Texte à lire:
====
Plaidoyer pour un football français apaisé
Les pouvoirs publics tapent sur les supporters, les clubs menacent de faire grève, Evra pète un plomb à Telefoot, Noël Le Graet bafoue sa fonction sur Cash Investigation et l'impopularité du foot français ne cessait de grimper. WOOOOOH.
La France n'est pas une terre de football au sens où ce sport n'est pas solidement ancré dans notre culture populaire comme ça peut être le cas en Angleterre ou en Allemagne. Une certaine indifférence de façade qui devrait conduire à considérer ce sport comme tout autre sujet de société. Oui, mais voilà, la France du foot n'est plus à un paradoxe près puisqu'elle entretient une relation essentiellement conflictuelle avec le rectangle vert.
Le rapport conflictuel que l'on a au football est l'héritage de notre conception bipartite de la société. À la critique d'un football professionnel nanti et privilégié propre à une conception égalitaire de gauche s'oppose la défense des valeurs et du patriotisme dont la droite s'avoue volontiers garante et dont la sélection nationale est censée être le porte-drapeau. Impossible donc de ne pas considérer ce sport en France par un autre prisme que celui du conflit permanent.
Evra m'en tombe*
La tension est donc toujours latente, surtout lorsque les résultats ne suivent pas sur le terrain. Il suffit donc d'une étincelle comme a pu l'être l'interview de Patrice Evra ce dimanche pour que l'incendie se déclenche.
L'exercice de communication en roue libre de l'arrière latéral français ressemble plus à un traquenard télévisuel, car à une véritable volonté de remettre les pendules à l'heure avec ses détracteurs. Interrogé de prime abord sur Frank Ribery, le journaliste de Telefoot insiste promptement sur le désamour dont souffre le Mancunien en France.
>>> Voir le papier de Jérôme Latta sur le blog du Monde "une Balle dans le pied" : La contre-attaque suicide de Patrice Evra
Sur le fond de cette interview, si l'on comprend le ras-le-bol dont peut souffrir Evra, nous sommes en droit d'attendre de lui qu'il n'offre pas aussi gracieusement la confiture aux cochons. Guidé par la stricte nécessité économique, le monde médiatique est obligé de s'aligner sur des thèmes porteurs, mais racoleurs : WAG, insolite et conflit.
2 millions de téléspectateurs pour le #CFC... Encore un score colossal. Merci qui ?
====
Informations extraites:
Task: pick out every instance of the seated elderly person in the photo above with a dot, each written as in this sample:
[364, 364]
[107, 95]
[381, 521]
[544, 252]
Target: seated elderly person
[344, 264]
====
Consignes:
a. Dans le plaidoyer pour un football français apaisé, quels pays sont cités comme exemples où le football est solidement ancré dans la culture populaire ?
b. Recopiez mot pour mot le plaidoyer pour un football français apaisé, de « L'exercice de communication » à « Mancunien en France. ».

Réponses par consigne:
a. L'Angleterre et l'Allemagne.

b.
L'exercice de communication en roue libre de l'arrière latéral français ressemble plus à un traquenard télévisuel, car à une véritable volonté de remettre les pendules à l'heure avec ses détracteurs. Interrogé de prime abord sur Frank Ribery, le journaliste de Telefoot insiste promptement sur le désamour dont souffre le Mancunien en France.